> **Exercise details**
Report each line of the material below where the word "weathered" can be found.

> **Exercise inputs**
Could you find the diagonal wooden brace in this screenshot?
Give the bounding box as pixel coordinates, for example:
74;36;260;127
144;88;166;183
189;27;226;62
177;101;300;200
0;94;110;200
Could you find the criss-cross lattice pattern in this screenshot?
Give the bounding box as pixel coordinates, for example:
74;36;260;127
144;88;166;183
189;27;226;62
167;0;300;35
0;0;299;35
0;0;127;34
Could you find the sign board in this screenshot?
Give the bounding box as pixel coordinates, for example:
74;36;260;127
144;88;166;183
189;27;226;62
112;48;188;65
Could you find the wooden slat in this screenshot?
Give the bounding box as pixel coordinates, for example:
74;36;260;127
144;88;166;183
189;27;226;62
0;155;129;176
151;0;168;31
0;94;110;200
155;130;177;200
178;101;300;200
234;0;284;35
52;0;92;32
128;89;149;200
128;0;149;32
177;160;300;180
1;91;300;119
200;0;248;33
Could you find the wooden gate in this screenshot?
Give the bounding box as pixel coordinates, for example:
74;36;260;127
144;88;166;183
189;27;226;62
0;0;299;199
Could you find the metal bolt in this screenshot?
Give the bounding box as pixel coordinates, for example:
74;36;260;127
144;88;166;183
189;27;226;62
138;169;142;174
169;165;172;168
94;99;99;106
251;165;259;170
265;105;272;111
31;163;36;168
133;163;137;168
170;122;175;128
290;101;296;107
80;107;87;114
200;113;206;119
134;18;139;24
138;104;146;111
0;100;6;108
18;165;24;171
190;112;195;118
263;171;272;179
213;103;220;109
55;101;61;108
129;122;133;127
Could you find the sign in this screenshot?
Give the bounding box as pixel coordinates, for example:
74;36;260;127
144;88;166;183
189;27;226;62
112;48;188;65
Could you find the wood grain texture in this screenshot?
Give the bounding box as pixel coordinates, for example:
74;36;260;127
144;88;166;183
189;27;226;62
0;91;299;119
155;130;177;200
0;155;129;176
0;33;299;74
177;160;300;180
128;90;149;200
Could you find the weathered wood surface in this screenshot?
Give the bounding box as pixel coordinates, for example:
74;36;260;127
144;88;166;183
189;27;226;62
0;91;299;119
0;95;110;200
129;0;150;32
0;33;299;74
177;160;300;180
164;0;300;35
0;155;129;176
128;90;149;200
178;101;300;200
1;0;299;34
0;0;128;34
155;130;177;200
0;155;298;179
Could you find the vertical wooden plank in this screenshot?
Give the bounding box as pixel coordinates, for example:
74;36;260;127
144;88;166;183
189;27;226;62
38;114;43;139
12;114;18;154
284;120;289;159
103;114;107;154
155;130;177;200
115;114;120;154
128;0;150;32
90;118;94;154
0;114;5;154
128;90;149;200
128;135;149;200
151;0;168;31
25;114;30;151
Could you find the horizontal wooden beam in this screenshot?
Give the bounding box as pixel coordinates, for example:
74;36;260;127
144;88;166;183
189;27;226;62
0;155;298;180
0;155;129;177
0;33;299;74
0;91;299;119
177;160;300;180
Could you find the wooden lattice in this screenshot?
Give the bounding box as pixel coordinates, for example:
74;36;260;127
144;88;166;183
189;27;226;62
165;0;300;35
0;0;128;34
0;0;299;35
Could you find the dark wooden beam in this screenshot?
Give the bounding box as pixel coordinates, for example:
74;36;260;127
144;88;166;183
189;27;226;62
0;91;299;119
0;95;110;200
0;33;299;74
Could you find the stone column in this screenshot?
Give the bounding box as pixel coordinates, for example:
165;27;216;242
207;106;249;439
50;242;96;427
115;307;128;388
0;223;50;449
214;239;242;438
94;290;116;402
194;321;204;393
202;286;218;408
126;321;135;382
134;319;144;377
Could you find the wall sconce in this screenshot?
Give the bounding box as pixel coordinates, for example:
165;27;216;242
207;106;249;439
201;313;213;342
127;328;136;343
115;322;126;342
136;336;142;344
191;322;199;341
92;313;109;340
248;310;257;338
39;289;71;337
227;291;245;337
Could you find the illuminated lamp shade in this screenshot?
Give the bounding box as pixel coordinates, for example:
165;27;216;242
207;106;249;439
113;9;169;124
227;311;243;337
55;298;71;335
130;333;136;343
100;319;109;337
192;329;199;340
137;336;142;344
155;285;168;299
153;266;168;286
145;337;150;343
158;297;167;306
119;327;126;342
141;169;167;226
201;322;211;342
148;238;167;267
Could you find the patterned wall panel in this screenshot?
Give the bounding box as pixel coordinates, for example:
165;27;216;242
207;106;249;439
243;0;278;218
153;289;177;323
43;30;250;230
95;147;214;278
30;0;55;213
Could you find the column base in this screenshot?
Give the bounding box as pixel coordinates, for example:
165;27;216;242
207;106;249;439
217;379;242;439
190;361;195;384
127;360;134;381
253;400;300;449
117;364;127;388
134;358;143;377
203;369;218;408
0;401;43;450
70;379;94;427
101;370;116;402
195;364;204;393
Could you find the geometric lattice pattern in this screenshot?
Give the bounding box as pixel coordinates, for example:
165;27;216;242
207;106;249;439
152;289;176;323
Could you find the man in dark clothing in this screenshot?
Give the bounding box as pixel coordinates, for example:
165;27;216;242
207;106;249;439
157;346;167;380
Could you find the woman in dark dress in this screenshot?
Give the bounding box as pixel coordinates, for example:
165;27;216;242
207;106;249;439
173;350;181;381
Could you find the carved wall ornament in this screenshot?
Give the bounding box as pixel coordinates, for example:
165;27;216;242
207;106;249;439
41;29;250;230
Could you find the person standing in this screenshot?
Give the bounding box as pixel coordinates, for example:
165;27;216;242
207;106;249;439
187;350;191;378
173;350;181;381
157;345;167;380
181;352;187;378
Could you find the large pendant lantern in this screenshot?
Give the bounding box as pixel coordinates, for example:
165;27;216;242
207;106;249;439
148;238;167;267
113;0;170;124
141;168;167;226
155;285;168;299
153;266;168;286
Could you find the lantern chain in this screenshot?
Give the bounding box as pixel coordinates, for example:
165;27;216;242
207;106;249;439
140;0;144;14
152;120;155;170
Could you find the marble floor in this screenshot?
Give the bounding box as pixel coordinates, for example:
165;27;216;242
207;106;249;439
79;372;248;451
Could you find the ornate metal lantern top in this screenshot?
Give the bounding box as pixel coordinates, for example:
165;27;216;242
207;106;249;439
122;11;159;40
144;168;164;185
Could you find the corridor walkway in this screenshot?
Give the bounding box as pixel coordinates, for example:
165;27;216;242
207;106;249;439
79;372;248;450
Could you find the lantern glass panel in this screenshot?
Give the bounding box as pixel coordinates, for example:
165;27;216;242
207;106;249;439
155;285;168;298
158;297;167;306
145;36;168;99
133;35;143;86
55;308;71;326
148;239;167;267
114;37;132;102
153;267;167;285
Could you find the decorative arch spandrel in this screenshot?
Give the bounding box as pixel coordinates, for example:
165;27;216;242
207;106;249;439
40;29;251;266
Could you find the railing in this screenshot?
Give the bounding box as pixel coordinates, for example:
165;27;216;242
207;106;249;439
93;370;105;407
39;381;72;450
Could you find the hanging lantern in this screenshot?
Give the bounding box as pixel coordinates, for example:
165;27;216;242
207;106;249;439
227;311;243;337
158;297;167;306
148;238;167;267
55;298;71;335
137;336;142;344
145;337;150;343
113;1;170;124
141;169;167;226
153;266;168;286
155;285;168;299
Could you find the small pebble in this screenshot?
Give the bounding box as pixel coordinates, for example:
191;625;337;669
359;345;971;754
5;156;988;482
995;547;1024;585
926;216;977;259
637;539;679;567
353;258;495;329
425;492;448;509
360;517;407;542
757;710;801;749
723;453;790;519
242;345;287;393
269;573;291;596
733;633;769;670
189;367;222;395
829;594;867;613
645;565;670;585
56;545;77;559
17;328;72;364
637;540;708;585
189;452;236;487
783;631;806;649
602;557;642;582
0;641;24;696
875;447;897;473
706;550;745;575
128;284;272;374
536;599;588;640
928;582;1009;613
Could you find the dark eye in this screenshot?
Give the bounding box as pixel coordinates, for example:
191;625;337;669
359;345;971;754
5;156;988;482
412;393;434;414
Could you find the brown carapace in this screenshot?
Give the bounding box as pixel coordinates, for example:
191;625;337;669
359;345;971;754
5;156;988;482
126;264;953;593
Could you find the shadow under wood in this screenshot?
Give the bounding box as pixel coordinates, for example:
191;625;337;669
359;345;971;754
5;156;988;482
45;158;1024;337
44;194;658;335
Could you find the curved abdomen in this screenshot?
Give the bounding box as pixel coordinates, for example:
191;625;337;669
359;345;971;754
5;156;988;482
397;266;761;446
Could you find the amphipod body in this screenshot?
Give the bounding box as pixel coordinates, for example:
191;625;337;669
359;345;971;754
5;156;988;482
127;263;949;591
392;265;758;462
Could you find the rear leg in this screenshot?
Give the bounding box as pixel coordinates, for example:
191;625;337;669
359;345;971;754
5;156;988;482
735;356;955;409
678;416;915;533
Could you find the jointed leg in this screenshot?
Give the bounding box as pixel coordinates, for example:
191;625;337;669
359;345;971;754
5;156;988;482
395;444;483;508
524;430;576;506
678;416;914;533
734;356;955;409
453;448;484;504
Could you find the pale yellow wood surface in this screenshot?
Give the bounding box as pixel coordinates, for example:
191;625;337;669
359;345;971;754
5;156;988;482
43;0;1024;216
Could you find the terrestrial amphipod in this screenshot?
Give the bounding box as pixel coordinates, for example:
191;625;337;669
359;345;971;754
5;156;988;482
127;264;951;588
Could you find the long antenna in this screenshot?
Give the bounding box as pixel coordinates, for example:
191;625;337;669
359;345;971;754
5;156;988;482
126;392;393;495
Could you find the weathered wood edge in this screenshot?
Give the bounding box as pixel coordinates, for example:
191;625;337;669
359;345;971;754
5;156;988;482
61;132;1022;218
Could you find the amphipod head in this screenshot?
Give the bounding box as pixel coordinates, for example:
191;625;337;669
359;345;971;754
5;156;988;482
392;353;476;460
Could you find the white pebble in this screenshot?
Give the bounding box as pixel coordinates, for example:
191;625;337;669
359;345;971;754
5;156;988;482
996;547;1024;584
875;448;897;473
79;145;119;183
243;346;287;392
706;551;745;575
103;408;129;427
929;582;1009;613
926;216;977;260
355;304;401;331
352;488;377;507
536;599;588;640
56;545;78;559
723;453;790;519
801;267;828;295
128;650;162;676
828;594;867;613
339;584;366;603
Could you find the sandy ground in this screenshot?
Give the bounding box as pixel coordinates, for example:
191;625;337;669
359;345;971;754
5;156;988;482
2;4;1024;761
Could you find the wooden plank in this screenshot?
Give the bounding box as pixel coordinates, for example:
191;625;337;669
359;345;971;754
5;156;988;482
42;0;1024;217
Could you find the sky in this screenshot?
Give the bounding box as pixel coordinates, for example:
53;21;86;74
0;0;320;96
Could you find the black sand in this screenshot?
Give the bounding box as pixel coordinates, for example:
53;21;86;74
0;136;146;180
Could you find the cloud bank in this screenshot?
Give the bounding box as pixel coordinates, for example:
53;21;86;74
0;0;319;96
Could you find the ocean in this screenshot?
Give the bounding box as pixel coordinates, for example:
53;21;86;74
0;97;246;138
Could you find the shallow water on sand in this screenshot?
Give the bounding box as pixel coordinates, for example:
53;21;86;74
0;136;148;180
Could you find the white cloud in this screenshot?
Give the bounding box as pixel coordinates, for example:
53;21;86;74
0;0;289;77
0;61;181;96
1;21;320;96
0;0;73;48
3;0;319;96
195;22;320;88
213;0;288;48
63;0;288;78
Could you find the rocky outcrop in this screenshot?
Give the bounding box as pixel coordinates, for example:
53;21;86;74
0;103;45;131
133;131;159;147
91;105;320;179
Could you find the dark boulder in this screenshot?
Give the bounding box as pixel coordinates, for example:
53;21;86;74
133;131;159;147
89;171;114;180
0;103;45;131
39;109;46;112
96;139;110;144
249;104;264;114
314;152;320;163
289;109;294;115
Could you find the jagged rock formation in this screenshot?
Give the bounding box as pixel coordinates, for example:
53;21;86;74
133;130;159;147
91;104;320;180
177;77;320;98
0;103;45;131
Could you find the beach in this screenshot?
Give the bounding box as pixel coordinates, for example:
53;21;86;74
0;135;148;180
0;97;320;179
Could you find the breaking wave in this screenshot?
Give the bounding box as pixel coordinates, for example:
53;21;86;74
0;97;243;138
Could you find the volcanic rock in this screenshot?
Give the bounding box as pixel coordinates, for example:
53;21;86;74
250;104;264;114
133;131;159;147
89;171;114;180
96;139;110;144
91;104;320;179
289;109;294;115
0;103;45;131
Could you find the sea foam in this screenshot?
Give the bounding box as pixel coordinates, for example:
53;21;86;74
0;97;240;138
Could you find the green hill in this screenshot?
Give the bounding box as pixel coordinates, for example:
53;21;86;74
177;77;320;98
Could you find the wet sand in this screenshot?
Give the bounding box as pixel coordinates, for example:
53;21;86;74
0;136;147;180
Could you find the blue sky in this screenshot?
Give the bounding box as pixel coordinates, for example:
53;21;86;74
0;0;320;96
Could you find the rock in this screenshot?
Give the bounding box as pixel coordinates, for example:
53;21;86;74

> **Exercise output**
Could you find the weathered wood surface in this screenshot?
Could you find the weathered wood edge in this screenshot?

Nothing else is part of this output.